__WORK INSTRUCTIONS__
Reproduce each line of the material precisely.

__DATA FOR PROCESSING__
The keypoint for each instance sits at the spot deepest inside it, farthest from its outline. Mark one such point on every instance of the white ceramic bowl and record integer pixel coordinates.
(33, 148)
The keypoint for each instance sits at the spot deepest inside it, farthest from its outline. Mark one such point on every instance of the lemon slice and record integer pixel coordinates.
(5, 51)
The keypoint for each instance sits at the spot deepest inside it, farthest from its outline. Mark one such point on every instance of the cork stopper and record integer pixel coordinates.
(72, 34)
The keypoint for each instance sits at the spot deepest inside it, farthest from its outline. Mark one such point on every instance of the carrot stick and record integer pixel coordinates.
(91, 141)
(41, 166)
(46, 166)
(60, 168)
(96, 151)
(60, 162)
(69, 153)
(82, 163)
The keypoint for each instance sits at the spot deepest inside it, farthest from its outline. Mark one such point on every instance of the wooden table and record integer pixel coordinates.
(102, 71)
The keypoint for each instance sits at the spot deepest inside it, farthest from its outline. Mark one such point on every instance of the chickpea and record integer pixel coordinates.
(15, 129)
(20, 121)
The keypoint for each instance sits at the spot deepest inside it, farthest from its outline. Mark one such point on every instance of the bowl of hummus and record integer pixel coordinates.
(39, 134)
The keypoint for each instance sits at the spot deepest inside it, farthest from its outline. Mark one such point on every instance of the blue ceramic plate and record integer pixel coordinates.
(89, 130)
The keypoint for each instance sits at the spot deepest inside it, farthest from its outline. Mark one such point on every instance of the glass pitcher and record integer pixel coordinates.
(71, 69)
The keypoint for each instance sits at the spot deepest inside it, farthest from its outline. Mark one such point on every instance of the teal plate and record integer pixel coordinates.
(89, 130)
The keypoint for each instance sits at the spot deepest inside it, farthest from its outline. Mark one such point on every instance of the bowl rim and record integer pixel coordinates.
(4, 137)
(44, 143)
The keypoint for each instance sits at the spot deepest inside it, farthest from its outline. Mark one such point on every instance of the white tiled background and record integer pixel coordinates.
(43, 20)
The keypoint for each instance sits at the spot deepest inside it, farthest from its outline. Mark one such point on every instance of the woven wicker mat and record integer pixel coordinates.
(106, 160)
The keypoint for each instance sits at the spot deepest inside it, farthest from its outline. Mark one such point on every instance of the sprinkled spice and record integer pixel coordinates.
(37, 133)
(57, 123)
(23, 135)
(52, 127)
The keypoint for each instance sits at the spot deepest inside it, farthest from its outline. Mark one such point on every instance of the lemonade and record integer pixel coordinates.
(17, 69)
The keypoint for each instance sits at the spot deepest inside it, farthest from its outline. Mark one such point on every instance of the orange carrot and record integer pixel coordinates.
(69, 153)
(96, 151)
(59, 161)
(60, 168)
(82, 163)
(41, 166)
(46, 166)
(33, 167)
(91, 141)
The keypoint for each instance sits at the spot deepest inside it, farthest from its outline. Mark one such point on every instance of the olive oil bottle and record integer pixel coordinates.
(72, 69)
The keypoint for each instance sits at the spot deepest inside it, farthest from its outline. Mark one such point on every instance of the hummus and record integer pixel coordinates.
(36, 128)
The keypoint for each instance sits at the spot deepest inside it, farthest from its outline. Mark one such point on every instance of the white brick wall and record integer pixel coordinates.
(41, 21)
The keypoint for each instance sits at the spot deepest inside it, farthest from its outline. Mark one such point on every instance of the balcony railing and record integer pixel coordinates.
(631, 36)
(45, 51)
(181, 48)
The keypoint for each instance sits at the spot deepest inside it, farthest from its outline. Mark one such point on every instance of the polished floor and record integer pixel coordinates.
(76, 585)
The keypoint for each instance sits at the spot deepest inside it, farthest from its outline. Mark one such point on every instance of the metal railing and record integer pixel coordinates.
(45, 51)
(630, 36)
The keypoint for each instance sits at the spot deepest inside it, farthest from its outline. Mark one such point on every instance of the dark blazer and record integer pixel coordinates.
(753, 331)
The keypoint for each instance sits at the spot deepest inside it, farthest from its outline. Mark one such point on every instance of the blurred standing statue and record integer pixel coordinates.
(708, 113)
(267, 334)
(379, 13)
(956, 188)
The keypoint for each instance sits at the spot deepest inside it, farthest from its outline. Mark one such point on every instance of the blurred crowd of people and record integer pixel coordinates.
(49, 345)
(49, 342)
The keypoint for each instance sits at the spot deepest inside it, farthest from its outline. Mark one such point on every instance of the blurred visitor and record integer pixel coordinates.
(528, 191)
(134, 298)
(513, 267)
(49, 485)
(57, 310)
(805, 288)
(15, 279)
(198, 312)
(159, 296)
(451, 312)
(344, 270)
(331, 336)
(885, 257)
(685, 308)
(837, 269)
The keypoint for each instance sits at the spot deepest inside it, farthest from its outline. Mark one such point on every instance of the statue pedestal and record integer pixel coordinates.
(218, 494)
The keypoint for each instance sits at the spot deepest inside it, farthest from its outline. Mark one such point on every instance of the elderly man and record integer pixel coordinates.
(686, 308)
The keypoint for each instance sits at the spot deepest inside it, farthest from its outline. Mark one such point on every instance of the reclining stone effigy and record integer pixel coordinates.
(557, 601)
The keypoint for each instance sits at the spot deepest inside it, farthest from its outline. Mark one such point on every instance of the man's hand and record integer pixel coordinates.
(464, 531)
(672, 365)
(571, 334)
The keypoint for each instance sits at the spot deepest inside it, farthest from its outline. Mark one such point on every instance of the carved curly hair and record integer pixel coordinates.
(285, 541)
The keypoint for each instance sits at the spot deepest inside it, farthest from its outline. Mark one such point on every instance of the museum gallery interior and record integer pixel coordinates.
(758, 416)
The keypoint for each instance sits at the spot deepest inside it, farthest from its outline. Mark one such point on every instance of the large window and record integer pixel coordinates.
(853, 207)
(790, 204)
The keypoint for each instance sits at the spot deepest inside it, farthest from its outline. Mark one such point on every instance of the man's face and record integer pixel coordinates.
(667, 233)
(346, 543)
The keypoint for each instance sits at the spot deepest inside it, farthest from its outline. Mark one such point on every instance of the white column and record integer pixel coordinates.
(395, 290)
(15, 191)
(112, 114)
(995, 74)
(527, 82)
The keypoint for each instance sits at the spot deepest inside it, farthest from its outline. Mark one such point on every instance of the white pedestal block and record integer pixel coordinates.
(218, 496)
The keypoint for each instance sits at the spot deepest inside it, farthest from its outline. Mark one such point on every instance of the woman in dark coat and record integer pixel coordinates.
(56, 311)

__WRITTEN ANSWER__
The keypoint for each instance sits at the spot deepest inside it, farthest from its outline. Mark one such point on every instance of the white ceramic bowl and record integer pixel coordinates.
(33, 148)
The keypoint for each instance sits at the spot deepest inside it, farthest from its outline. Mark one such point on every instance of the lemon slice and record integer pixel coordinates.
(5, 51)
The keypoint for each instance sits at the spot deepest inside it, farthest from its outline. Mark one such point on every instance of the cork stopper and record integer pixel coordinates.
(72, 34)
The keypoint for each instance sits at the spot deepest inside it, farthest from its outline. Mark one such point on every instance of the carrot stick and record integer pixel coordinates.
(91, 141)
(41, 166)
(46, 166)
(60, 168)
(96, 151)
(60, 162)
(69, 153)
(82, 163)
The keypoint for each instance sits at the spot deepest inside it, farthest from its outline. Mark one such point on every instance of the wooden table and record integer pixel coordinates.
(102, 71)
The keypoint for each instance sits at the spot deepest inside it, farthest from its outline. Mark one such point on every instance of the chickpea and record integer pixel coordinates.
(15, 129)
(20, 121)
The keypoint for each instance sits at the spot deepest inside it, farthest from its outline. Mark one such point on every instance of the bowl of hummus and record integer pixel coordinates.
(39, 134)
The keypoint for each instance sits at the spot deepest inside it, farthest from its outline. Mark one such point on every instance of the blue ceramic plate and record integer pixel coordinates.
(89, 130)
The keypoint for each instance sits at the spot deepest inside it, farthest from its outline. Mark one such point on every instance of the glass pitcher and record integer pixel coordinates.
(71, 69)
The keypoint for each instance sits at the spot deepest inside it, farthest from its outline. Mark one such point on every instance of the teal plate and record integer pixel coordinates.
(89, 130)
The keypoint for each instance sits at the spot deepest inside it, farthest from its outline. Mark one such point on every instance of the bowl rim and record integer pixel coordinates.
(4, 137)
(44, 143)
The keypoint for each instance sits at the spot deepest inside it, farthest from its outline. Mark one such point on every instance of the white tiled background and record integer pixel coordinates.
(43, 20)
The keypoint for each instance sits at the spot deepest inside it, farthest from its outline. Mark one such point on every instance of the woven wicker mat and record integer pixel coordinates.
(106, 160)
The keypoint for each instance sits at the spot deepest inside it, farthest from its outline. Mark one such point on every instance of the sprinkled spice and record integer pixel coordinates.
(37, 133)
(57, 123)
(23, 135)
(52, 127)
The keypoint for each instance sits at the spot deepest inside it, farthest from its outline. Mark one such point on every instance of the lemonade and record integer pixel coordinates.
(17, 69)
The keypoint for each instance sits at the spot deepest inside it, farthest from its outline. Mark one such point on every instance of the orange carrot and record integer pixel coordinates.
(69, 153)
(96, 151)
(59, 161)
(60, 168)
(82, 163)
(41, 166)
(46, 166)
(33, 167)
(91, 141)
The keypoint for each instance sits at the spot deepest inside it, farthest from its outline. Mark one such point on every instance of the olive oil bottle and record integer pixel coordinates.
(72, 69)
The keypoint for each instance sits at the spot deepest inside it, farthest from its outline. Mark one such point on every instance of the hummus and record integer pixel coordinates.
(36, 128)
The keypoint for each instance sits at the spot deepest inside it, farthest from its outline. Mark one such point on every instance of the white brick wall and record integer pixel coordinates.
(41, 21)
The keypoint for each instance sits at the spot deepest inside it, farthest from its outline. Mark one such point on every instance of the balcony railing and record integer pixel coordinates.
(631, 36)
(45, 51)
(181, 48)
The keypoint for each instance sits at the spot deepest inside it, farthest from its outline. Mark one such point on every instance of the polished floor and record integer pixel coordinates.
(76, 585)
The keypoint for each instance sits at the spot deepest inside it, farthest from its outline. Mark one such point on every instance of the metal railing and record integer pixel coordinates.
(45, 51)
(630, 36)
The keypoint for each instance sits at the spot deepest inside it, farthest from its outline. Mark one such point on every instance of the dark blazer and record integer pixel coordinates.
(753, 331)
The keypoint for each instance sits at the spot deepest inside it, farthest from its outline. Mark one such point on every instance of the blurred standing statue and record integer pixel coordinates.
(708, 113)
(267, 334)
(379, 13)
(956, 188)
The keypoint for each instance sits at the spot deepest inside it, farthest from its outline. Mark one such point on every instance of the blurred crowd of people and record integer pixel coordinates.
(49, 345)
(49, 342)
The keypoint for each instance sits at the spot deepest inside it, farthest from its outline. Mark one such point on every instance of the blurred visitor and record integer pixel coordinates.
(528, 191)
(134, 298)
(513, 267)
(49, 485)
(57, 310)
(805, 288)
(15, 279)
(198, 312)
(159, 296)
(451, 312)
(344, 270)
(331, 336)
(885, 257)
(685, 308)
(837, 269)
The keypoint for each instance sits at the spot deepest inside it, farthest from its outline. Mark one such point on every instance of the statue pedestal and record integer pixel coordinates.
(218, 494)
The keypoint for each instance sits at the spot deepest inside it, farthest from its outline. Mark one such point on every instance of the elderly man and record integer pixel coordinates.
(686, 308)
The keypoint for each instance sits at the spot deepest inside it, farthest from its outline. Mark one such point on every instance of the reclining stone effigy and record integer pixel coordinates.
(557, 601)
The keypoint for each instance sits at the spot deepest inside it, farthest from its outline. Mark one such point on every instance of the man's hand and record integer pixel coordinates.
(464, 531)
(672, 365)
(571, 334)
The keypoint for each instance sits at the spot deepest inside it, farthest from its outline. Mark one such point on every instance of the carved curly hair and record integer pixel coordinates.
(285, 541)
The keypoint for each instance sits at the spot deepest inside it, farthest from its outline. Mark one such point on every instance of the museum gallery interior and record integer pixel coordinates.
(758, 416)
The keypoint for each instance sits at the spot deepest inside it, farthest from its outline. Mark one such point on every instance of the large window and record integer pixel coordinates.
(853, 207)
(790, 204)
The keypoint for each instance sits at the spot deepest inside it, farthest from its outline. Mark one such point on every instance of the man's face and record integer pixel coordinates.
(667, 233)
(346, 543)
The keypoint for each instance sits at the spot deepest inside it, farthest from its outline. Mark one such point on every instance of the white column and record integer pixel coordinates.
(395, 290)
(15, 191)
(112, 114)
(995, 74)
(527, 82)
The keypoint for each instance sits at the spot deepest inside it, farthest from its outline. Mark one such point on every instance of the white pedestal block and record integer pixel coordinates.
(218, 496)
The keypoint for each instance sits at the spot deepest inside it, farthest from its outline. Mark one such point on every instance of the woman in dark coat and record integer pixel coordinates.
(56, 311)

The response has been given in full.